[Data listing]
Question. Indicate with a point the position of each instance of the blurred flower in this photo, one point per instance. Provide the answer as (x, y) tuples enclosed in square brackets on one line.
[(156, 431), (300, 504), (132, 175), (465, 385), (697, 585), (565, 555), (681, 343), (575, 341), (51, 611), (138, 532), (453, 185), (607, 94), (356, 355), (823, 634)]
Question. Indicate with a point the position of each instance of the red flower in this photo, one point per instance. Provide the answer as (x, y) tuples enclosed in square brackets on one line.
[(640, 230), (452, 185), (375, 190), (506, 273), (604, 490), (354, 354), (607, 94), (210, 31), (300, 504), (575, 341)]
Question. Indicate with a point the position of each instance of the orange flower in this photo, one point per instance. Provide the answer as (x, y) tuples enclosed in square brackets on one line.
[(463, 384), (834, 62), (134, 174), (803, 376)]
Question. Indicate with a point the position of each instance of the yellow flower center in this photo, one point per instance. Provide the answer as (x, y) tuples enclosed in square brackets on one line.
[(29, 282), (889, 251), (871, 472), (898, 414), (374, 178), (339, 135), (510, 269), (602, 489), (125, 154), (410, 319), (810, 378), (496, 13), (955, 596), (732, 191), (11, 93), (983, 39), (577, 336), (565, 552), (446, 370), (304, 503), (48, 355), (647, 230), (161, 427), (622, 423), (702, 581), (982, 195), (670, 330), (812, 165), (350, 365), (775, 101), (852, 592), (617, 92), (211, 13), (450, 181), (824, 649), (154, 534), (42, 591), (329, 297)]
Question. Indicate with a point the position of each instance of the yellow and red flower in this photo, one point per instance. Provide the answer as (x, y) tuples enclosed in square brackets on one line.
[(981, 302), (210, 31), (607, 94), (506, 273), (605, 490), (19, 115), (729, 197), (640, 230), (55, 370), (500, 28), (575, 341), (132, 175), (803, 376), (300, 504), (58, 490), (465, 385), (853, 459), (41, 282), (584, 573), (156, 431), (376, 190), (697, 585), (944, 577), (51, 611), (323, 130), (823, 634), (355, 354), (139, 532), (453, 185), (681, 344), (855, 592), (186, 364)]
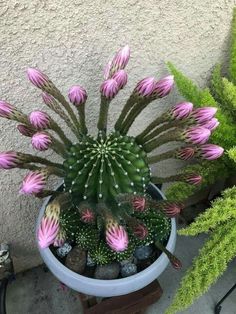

- _Aim_: Copy verbatim the part of the listing that opens with the line containing "the red flower" and closes with the line containing "504), (575, 341)]", including both of those lines.

- _Final result_:
Question. Indicate with a point the position of each instance of the red flower in this photo, one point per instance. Provide the answer as (x, y) tuples enclosed in square brackets on one line.
[(640, 230), (452, 185), (375, 190), (506, 273), (604, 490), (354, 354), (607, 94), (210, 31), (300, 504), (575, 341)]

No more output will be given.